• [Extrait du document]:

Que demande le peuple ?
Trois siècles de représentations des «pauvres» analysés par l’universitaire Déborah Cohen
Par JEAN-YVES GRENIER

Déborah Cohen. La Nature du peuple. Les formes de l’imaginaire social (XVIIIe-XXIe). Champ Vallon, «La chose publique», 448 pp., 27 €.

Qu’est-ce que le peuple au XVIIIe siècle ? Pendant longtemps, au moins jusqu’aux années 1760, il est absent des livres et des discours, si ce n’est pour affirmer sa soumission au roi. «Les élites ne voient pas le peuple», écrit Déborah Cohen, c’est «un regard qui sait d’avance». Et ce savoir est nourri d’un a priori radical selon lequel la pauvreté, ou l’appartenance au peuple, n’est pas un phénomène social mais un fait de la nature, voulu par la providence. Etre mendiant, voleur ou vagabond est pensé comme relevant d’une nature dont on ne peut pas se défaire. Nul besoin de rechercher les identités singulières, car l’individu de basse condition n’a pas de personnalité propre, seul compte l’appartenance à un collectif. Pour les dominants, «il n’y a pas d’hommes et de femmes du peuple, seulement des masses, des groupes, des agrégats, le plus souvent en émeute». Le peuple est perçu comme tout entier du côté du corps, incapable de réflexion politique. Dès lors, il ne peut qu’être par nature profondément séditieux. La crainte de la révolte est profonde chez les élites. Pourtant, aucun soulèvement important ne se produit au cours du XVIIIe siècle, avant 1789.

Hiérarchie.

• [Lignes enregistrées]:
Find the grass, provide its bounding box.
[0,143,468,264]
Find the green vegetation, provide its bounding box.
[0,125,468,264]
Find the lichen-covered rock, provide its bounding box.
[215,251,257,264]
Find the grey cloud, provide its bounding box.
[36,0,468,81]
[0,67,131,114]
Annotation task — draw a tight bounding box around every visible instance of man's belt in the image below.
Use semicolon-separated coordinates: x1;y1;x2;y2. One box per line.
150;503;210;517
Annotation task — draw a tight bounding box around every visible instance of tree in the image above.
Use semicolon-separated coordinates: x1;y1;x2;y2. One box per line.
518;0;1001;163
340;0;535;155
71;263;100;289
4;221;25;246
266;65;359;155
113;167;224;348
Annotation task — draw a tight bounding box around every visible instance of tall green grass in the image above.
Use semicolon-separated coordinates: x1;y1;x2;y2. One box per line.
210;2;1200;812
==
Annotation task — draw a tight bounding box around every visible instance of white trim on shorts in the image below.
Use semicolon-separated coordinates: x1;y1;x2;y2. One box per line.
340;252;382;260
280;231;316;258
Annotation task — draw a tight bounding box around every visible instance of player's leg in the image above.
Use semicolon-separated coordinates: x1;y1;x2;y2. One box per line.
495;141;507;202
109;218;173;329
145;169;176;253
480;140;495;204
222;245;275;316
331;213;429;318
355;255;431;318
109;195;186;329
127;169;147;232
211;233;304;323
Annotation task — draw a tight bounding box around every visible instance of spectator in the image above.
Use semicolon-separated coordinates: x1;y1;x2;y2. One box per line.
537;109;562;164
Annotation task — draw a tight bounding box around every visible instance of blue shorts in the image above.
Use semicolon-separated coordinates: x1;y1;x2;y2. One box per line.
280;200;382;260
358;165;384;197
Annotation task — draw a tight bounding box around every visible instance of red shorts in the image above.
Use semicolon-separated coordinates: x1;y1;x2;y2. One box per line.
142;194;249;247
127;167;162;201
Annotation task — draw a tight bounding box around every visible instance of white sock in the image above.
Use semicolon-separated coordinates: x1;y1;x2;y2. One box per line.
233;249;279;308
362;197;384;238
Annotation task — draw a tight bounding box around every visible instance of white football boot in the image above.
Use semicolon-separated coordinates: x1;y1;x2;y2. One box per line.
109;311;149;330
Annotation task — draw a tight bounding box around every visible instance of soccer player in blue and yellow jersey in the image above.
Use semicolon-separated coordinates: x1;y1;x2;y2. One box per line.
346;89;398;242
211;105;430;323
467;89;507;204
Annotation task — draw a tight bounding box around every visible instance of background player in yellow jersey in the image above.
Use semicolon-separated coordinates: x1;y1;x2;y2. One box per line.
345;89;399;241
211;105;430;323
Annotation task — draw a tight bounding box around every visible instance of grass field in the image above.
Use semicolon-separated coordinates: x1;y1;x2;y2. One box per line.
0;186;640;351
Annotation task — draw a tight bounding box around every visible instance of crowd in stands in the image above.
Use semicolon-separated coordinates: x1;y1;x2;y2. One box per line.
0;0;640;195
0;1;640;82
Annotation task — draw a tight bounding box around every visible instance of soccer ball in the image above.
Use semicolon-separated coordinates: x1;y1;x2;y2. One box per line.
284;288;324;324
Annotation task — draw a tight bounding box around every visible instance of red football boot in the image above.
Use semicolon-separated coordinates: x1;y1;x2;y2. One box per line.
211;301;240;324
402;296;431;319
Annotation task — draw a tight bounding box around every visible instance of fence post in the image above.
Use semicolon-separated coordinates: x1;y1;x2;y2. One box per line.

• [Objectif]: Dans l'extrait sur les représentations du peuple, réécrivez sous forme de liste le paragraphe qui commence par « Qu'est-ce que le peuple au XVIIIe siècle ? », en gardant ses faits principaux.

• [Résultat de l'exercice]:
- Jusqu'aux années 1760 au moins, le peuple est absent des livres et des discours, sauf pour affirmer sa soumission au roi.
- Selon Déborah Cohen, les élites ne voient pas le peuple : leur regard « sait d'avance ».
- Ce regard repose sur l'idée que la pauvreté est un fait de la nature voulu par la providence, et non un phénomène social.
- Mendiants, voleurs et vagabonds sont jugés prisonniers d'une nature dont ils ne peuvent se défaire.
- L'individu de basse condition n'a pas de personnalité propre. Seule compte son appartenance à des masses, le plus souvent en émeute.
- Le peuple est vu comme tout entier du côté du corps, incapable de réflexion politique, donc séditieux par nature.
- Les élites craignent profondément la révolte, mais aucun soulèvement important ne se produit au XVIIIe siècle avant 1789.